--- begin TEXT ---
Tuesday, December 30, 2014

1940 goodness with Crescent Root Studios

Spent the day in Trenton playing some Chain of Command with Michael & Phil (the latter recently back from the wastes of Manitoba and soon to be back at his permanent posting in Gagetown, new Brunswick). Besides an opportunity to see Phil again (ok, and Michael), I was able to put on the table my Xmas gift to myself, the Cresecnt Root Studios Series 2 complex. This is a beautiful model but will require some additional work (to be chronicled at a later date). We set up an attack/defend scenario with my new British platoon defending the complex and surrounding buildings against a German Wermacht platoon. Rather than a full AAR, a collection of photos from the game below...
Aerial view of the table with the new Crescent Root buildings at the top. The British defended the top board edge and the Germans attacked from the opposite side.
A look down the main thoroughfare.
 A better view of the new buildings.
A view of the rail line running behind...more eye-candy than anything else.
French civilians trundle past before the shooting starts.

A German section befuddled by smoke laid by the British 2" mortar.
A Vickers MMG and British section deploy to lay fire on the Hun.
A German StugIII moves down the main road, ready to lay waste to the British defenders (but the laying of waste was not to be...German Force Morale plummeted soon after and the Hun scuttled ignominiously from the field).

Saturday, December 27, 2014

Xmas goodies (part one)

I was able to meet up with the younger army brat and his lovely wife before Xmas. During the brunch Lieutenant Dan gifted me something expected (since I had given them to him to assemble and paint) and another completely unexpected. Although I've added the photos here, for a more comprehensive view and extensive verbiage, check out his blog Red Over Blue.
--- end TEXT ---
**REQUESTS**
• a. State whether each statement agrees with the blog post, answering yes or no and quoting the deciding words: (i) The British defended the top board edge of the table. (ii) The game was played in Gagetown. (iii) The German StugIII succeeded in destroying the British defenders.
• b. Reproduce from the blog post the stretch from "I was able to meet" through "Red Over Blue.".
The records come from a separate source and are unrelated to the blog post.
--- begin EXTRACTED INFORMATION ---
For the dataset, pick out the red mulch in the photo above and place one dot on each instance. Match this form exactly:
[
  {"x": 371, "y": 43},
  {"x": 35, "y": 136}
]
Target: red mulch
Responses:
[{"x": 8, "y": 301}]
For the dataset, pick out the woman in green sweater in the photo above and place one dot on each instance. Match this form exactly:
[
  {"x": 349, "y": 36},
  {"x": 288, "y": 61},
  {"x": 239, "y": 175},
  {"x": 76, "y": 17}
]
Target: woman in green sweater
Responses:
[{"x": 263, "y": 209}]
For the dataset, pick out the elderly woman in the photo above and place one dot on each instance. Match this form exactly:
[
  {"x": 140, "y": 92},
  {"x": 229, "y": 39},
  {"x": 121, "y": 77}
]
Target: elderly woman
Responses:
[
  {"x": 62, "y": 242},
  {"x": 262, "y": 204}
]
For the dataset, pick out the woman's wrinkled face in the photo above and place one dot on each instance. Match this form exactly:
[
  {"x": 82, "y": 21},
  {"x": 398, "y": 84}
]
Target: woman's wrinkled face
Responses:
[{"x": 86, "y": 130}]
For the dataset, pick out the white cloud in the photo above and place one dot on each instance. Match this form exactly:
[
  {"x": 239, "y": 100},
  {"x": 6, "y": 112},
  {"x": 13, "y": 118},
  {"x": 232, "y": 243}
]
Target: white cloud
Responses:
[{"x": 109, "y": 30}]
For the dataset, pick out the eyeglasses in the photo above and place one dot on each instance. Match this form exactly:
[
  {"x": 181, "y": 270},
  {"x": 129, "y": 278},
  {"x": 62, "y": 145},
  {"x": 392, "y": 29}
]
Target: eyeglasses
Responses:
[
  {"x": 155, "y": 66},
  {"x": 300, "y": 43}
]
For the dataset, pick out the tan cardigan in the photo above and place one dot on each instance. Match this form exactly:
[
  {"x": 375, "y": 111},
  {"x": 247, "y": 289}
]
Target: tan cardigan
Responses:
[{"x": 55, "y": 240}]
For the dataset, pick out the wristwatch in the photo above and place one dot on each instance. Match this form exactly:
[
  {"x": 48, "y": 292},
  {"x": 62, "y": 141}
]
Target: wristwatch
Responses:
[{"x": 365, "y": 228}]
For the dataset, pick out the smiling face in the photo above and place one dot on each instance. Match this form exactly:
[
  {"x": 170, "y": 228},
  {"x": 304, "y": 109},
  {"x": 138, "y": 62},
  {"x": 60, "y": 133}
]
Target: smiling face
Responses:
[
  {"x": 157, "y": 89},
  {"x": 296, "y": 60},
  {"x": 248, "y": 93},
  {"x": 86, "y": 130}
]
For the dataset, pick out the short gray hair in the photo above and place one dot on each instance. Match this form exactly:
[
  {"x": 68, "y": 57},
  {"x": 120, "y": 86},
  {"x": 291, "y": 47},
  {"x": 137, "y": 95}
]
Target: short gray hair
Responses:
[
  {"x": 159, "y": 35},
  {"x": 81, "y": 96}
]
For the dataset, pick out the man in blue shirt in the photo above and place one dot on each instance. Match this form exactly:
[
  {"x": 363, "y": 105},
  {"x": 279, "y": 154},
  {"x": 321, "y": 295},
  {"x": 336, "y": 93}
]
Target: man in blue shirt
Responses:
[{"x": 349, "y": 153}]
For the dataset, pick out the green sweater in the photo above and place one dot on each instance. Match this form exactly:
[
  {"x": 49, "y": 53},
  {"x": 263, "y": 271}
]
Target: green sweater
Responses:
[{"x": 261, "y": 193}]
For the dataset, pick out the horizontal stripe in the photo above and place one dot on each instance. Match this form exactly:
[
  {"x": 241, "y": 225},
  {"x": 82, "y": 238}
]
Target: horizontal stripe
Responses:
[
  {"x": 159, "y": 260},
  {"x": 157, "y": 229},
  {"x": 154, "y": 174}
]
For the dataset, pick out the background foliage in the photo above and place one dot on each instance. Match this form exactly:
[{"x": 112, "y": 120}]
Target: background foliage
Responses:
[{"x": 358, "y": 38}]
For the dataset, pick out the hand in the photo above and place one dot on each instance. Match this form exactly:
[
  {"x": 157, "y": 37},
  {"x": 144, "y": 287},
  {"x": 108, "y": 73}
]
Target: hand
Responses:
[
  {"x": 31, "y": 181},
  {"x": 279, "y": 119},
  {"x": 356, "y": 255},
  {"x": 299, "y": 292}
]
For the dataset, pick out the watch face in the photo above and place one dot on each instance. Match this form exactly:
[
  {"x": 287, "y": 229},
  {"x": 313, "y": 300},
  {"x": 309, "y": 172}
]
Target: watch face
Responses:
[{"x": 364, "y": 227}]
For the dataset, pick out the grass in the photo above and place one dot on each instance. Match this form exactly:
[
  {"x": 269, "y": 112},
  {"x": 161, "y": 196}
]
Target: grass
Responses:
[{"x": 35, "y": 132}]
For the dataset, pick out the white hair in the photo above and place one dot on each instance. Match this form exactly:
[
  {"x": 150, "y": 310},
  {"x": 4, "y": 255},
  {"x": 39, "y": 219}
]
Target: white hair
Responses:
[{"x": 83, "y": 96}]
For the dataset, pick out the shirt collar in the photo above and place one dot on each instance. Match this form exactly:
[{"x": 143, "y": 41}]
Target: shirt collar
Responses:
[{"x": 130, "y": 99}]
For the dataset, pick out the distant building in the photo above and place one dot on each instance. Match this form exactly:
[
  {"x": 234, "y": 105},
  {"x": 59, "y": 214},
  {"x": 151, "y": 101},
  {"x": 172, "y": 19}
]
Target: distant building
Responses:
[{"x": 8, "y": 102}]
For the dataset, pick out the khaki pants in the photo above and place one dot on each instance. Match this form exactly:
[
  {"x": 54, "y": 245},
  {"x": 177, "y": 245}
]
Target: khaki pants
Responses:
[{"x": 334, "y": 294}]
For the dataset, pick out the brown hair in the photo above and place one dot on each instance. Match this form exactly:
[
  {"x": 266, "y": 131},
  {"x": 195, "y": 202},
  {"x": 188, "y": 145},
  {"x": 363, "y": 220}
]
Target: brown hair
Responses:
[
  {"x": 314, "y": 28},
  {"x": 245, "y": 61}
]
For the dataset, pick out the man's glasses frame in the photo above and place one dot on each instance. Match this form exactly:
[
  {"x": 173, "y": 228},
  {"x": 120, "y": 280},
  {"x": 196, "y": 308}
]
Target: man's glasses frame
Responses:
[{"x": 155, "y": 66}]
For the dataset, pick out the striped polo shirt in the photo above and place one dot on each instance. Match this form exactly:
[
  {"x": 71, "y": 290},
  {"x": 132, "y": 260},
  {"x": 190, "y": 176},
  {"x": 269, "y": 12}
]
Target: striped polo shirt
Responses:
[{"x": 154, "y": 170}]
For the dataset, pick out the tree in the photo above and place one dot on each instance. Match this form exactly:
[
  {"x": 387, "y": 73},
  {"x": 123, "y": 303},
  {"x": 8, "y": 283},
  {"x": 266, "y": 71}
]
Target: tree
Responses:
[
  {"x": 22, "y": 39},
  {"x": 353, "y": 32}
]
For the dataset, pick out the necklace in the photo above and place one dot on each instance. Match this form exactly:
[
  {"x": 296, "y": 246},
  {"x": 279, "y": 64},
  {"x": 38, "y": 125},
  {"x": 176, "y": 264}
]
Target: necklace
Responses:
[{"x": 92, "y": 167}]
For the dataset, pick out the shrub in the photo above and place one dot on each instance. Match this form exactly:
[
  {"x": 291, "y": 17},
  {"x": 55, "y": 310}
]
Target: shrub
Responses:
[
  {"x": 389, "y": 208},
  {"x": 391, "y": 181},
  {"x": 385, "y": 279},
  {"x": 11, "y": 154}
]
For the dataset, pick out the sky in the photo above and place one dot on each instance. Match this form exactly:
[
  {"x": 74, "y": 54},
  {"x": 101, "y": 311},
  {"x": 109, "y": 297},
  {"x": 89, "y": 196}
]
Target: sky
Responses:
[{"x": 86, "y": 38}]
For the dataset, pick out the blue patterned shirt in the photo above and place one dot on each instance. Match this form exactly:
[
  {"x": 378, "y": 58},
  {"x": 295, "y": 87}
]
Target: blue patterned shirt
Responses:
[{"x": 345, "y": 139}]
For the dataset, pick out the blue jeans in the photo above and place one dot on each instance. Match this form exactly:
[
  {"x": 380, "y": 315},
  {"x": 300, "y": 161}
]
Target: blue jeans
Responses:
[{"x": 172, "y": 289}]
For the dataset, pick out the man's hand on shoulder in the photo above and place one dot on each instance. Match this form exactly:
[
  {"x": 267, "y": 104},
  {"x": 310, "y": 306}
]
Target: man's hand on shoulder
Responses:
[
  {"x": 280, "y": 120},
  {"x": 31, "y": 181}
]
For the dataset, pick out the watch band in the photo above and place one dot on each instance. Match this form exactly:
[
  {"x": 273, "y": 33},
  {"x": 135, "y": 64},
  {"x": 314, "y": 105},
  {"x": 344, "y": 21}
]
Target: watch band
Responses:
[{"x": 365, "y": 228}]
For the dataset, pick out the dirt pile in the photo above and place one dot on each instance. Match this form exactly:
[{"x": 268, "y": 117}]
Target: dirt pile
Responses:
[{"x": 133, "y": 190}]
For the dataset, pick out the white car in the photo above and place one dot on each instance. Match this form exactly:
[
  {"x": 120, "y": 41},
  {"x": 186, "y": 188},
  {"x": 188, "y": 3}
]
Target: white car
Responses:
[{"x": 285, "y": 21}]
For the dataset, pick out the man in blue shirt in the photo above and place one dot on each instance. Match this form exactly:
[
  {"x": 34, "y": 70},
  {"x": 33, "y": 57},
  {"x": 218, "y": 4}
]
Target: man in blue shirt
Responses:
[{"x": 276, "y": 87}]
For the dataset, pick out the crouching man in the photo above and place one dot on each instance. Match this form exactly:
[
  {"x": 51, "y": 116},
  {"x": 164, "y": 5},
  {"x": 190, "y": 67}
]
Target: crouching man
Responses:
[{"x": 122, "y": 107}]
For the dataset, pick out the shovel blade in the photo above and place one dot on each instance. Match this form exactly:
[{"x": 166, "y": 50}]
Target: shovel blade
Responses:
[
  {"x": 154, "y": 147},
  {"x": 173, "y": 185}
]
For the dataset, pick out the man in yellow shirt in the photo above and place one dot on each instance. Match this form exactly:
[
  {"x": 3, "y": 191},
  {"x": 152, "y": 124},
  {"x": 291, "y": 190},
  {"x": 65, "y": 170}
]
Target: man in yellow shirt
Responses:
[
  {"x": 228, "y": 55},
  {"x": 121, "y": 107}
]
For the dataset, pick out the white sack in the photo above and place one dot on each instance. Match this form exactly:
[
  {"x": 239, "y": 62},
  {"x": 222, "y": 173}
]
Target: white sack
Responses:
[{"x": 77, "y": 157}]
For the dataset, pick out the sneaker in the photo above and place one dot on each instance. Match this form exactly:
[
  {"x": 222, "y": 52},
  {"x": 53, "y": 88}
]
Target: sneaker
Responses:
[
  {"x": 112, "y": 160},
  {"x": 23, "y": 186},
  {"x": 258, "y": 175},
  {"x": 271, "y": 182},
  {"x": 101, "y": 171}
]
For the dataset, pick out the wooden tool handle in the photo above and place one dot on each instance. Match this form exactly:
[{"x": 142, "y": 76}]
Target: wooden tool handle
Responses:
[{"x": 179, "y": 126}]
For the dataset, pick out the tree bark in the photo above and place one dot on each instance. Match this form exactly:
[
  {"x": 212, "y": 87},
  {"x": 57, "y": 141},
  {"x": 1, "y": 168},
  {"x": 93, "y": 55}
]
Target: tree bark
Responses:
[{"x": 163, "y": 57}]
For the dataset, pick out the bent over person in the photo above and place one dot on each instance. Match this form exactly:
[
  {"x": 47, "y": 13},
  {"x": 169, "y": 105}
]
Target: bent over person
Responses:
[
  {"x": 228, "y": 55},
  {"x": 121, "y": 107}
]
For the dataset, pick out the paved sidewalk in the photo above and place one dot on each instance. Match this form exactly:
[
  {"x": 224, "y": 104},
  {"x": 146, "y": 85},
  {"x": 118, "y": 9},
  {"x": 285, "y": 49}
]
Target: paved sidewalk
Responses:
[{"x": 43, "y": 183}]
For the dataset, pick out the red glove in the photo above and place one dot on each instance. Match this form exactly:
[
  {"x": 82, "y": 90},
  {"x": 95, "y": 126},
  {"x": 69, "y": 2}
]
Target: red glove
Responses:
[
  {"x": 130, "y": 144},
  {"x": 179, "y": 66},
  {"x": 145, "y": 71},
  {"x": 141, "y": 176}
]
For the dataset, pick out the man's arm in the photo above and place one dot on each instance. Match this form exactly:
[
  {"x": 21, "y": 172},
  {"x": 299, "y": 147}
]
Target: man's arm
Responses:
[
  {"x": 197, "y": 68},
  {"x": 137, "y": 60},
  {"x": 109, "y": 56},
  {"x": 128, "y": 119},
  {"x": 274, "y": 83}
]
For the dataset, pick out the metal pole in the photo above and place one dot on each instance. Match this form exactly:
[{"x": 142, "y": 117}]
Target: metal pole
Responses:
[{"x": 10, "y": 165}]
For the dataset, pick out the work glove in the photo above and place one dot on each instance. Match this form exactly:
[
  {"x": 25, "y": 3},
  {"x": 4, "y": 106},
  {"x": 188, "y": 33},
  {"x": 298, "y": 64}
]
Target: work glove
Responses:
--- end EXTRACTED INFORMATION ---
**ANSWERS FOR THE TASKS**
• a.
(i) Yes: "The British defended the top board edge and the Germans attacked from the opposite side."
(ii) No: "Spent the day in Trenton playing some Chain of Command with Michael & Phil"
(iii) No: "but the laying of waste was not to be...German Force Morale plummeted soon after and the Hun scuttled ignominiously from the field"

• b.
I was able to meet up with the younger army brat and his lovely wife before Xmas. During the brunch Lieutenant Dan gifted me something expected (since I had given them to him to assemble and paint) and another completely unexpected. Although I've added the photos here, for a more comprehensive view and extensive verbiage, check out his blog Red Over Blue.